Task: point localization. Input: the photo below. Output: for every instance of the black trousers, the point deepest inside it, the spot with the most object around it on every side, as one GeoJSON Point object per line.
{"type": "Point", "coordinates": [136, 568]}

...

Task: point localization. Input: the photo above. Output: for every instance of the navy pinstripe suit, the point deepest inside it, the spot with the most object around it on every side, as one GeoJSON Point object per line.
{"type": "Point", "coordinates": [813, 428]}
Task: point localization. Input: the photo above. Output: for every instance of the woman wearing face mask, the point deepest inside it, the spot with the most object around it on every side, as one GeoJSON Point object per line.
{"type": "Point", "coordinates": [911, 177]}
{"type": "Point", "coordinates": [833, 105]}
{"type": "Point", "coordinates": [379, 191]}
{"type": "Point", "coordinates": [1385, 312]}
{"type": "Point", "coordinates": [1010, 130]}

==

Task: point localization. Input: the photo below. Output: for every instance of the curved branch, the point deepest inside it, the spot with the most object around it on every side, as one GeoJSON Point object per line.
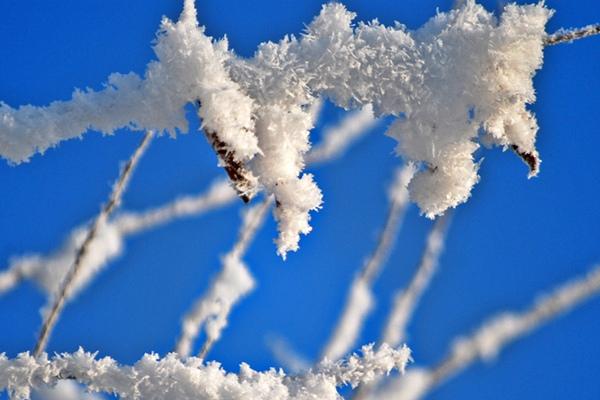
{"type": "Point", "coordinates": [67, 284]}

● **Challenge**: From the items above, pick out and copy each line that contains the word "below".

● **Result for this task**:
Task: point localization. Input: the photo below. Output: for every instance of the black trousers, the point deepest inside it, the spot with the most object around it on every side, as one GeoJSON Point object per line.
Task: point localization. Input: the photo below. Output: for every instance of the curved branch, the point deepest inside it, the spot with the most object around it on every side, as one GeoJSON Point object per line.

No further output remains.